An exact reproduction of the lines from the one with "locate coiled cord" to the end of the data below is required. No other lines may be included.

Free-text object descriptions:
********************
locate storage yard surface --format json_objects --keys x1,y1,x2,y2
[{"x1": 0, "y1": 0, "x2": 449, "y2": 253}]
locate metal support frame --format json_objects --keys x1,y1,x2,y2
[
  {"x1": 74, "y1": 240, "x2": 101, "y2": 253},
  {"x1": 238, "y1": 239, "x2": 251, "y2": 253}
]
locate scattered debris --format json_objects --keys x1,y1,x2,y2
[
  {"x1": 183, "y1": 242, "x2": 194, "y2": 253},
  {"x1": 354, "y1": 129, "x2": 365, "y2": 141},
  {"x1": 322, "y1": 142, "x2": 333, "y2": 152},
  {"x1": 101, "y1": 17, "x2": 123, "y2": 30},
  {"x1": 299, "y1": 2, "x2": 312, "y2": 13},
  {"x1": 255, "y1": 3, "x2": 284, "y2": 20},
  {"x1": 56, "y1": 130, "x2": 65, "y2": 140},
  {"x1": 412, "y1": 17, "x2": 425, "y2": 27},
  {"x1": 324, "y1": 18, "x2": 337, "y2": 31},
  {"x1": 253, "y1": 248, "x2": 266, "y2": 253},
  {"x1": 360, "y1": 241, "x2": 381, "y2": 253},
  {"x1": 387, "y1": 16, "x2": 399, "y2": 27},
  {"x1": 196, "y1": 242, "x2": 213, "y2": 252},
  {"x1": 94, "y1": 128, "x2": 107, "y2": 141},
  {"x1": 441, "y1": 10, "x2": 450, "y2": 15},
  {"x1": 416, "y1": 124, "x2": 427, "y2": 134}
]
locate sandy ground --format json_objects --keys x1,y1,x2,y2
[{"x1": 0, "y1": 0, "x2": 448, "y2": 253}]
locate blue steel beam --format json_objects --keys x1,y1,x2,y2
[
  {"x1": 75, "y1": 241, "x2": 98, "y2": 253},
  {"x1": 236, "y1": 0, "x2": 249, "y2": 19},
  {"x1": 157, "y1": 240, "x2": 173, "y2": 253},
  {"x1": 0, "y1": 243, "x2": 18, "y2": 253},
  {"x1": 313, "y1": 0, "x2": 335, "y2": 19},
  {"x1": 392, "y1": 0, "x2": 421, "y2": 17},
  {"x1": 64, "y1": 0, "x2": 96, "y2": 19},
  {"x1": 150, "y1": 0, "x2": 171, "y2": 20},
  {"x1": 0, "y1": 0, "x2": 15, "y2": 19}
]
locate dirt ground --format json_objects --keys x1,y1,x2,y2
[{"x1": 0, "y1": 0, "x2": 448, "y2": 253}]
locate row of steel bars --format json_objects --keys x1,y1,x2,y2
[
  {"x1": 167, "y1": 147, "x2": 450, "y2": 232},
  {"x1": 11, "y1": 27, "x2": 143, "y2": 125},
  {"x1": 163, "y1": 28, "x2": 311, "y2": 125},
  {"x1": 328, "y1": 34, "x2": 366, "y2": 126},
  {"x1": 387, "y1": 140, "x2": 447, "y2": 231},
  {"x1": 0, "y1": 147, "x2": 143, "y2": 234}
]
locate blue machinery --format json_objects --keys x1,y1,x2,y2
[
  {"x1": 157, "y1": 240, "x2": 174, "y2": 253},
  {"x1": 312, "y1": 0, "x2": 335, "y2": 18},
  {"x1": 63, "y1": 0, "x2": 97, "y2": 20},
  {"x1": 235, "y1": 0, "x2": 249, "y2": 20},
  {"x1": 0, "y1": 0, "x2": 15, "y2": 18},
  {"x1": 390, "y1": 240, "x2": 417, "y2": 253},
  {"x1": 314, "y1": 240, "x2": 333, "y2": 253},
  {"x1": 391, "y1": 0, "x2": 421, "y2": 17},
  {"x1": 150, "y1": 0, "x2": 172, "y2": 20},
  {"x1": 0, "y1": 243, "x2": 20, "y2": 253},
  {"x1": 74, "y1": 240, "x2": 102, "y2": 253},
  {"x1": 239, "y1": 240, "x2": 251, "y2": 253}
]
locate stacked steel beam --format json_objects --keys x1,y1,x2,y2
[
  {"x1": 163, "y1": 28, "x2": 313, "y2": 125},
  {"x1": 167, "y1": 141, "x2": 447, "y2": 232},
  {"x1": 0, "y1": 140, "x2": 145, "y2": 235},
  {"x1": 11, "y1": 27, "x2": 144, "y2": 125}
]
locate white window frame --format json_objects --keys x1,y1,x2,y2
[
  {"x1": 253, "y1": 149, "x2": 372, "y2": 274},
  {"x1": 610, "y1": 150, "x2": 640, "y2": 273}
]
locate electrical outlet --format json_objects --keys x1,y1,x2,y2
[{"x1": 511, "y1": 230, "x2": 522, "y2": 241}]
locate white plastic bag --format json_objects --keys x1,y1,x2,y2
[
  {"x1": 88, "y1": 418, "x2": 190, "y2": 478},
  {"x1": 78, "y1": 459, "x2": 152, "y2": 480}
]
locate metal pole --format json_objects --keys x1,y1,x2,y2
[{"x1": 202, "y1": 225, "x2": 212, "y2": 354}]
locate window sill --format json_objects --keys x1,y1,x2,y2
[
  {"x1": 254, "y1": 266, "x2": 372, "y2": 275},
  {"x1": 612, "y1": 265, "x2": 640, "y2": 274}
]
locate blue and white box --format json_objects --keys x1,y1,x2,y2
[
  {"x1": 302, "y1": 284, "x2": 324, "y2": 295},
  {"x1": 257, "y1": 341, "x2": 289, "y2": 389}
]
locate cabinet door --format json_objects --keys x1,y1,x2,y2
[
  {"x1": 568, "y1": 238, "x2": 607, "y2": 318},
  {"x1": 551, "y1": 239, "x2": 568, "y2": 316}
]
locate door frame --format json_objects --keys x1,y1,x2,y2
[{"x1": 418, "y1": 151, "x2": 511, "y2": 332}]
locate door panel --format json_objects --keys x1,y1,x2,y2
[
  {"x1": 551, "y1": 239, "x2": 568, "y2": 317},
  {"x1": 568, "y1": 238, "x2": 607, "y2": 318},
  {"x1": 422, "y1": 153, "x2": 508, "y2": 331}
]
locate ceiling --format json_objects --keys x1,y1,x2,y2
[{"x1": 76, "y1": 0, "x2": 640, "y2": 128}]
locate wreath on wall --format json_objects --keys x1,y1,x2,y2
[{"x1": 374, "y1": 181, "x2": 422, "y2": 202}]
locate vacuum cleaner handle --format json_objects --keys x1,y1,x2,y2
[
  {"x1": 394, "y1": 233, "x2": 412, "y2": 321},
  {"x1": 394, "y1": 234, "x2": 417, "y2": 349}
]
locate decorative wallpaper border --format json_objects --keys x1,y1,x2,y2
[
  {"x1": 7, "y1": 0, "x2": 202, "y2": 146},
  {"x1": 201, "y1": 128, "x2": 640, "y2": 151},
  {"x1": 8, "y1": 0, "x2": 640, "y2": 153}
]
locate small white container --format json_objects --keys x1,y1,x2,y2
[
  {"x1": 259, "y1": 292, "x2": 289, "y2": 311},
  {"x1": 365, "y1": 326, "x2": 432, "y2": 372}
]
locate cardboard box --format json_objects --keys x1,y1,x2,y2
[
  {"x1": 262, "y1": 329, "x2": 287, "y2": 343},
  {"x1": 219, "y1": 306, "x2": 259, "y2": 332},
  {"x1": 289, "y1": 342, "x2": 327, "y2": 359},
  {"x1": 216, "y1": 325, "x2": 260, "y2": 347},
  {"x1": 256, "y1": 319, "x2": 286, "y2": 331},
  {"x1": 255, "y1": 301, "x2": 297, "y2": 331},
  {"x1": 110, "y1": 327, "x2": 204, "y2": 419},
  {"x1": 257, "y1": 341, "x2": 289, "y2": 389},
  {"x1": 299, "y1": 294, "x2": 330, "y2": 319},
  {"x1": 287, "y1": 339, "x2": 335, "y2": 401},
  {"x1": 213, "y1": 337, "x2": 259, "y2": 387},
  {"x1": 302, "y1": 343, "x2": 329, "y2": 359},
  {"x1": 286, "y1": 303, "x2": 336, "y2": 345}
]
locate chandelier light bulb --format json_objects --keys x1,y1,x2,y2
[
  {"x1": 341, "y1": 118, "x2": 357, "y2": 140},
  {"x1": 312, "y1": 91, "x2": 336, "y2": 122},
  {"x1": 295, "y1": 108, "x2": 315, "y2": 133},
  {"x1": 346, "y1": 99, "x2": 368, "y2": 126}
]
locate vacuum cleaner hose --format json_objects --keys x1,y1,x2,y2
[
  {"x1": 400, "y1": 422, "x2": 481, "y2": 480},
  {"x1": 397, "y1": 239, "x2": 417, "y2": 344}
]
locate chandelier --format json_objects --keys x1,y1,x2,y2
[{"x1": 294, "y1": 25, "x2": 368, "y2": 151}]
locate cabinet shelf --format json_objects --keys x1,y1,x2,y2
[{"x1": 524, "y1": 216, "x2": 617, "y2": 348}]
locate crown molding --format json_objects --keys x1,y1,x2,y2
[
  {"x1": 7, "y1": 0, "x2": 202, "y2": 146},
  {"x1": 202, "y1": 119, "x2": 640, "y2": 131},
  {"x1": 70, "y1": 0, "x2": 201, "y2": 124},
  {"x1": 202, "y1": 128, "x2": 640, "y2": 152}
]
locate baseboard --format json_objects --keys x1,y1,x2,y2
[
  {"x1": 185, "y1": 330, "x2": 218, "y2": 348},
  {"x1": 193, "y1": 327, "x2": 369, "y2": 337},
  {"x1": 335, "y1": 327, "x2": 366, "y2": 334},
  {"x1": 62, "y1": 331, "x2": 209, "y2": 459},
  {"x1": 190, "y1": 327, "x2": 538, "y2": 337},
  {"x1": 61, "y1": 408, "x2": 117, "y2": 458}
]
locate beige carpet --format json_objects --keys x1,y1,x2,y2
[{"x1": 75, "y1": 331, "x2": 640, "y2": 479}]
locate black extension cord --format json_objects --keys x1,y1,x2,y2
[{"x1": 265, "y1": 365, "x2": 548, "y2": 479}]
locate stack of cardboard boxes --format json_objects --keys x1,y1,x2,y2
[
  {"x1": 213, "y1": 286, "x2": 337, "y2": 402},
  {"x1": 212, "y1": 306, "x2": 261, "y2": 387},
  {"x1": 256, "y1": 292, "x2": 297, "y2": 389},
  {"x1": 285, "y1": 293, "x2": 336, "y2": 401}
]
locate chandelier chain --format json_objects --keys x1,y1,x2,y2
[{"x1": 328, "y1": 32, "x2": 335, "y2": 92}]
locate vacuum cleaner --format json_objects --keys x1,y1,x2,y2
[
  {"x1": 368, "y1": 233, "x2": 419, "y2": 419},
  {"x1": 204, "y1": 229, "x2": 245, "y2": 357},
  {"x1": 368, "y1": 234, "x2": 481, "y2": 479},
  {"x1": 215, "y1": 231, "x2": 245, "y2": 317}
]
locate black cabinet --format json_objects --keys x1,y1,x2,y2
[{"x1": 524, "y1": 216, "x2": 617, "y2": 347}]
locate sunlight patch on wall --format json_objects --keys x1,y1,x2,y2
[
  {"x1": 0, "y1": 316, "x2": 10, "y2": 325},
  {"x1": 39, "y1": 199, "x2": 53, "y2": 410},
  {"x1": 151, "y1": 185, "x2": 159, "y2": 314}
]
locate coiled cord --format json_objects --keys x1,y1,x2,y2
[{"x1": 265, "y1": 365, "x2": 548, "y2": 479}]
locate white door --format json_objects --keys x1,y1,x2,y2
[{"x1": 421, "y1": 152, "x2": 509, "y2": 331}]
********************
- EXPECTED ANSWER -
locate coiled cord --format json_objects --keys x1,y1,x2,y2
[{"x1": 265, "y1": 365, "x2": 548, "y2": 479}]
locate white door --format json_objects --keys x1,y1,x2,y2
[{"x1": 421, "y1": 152, "x2": 509, "y2": 331}]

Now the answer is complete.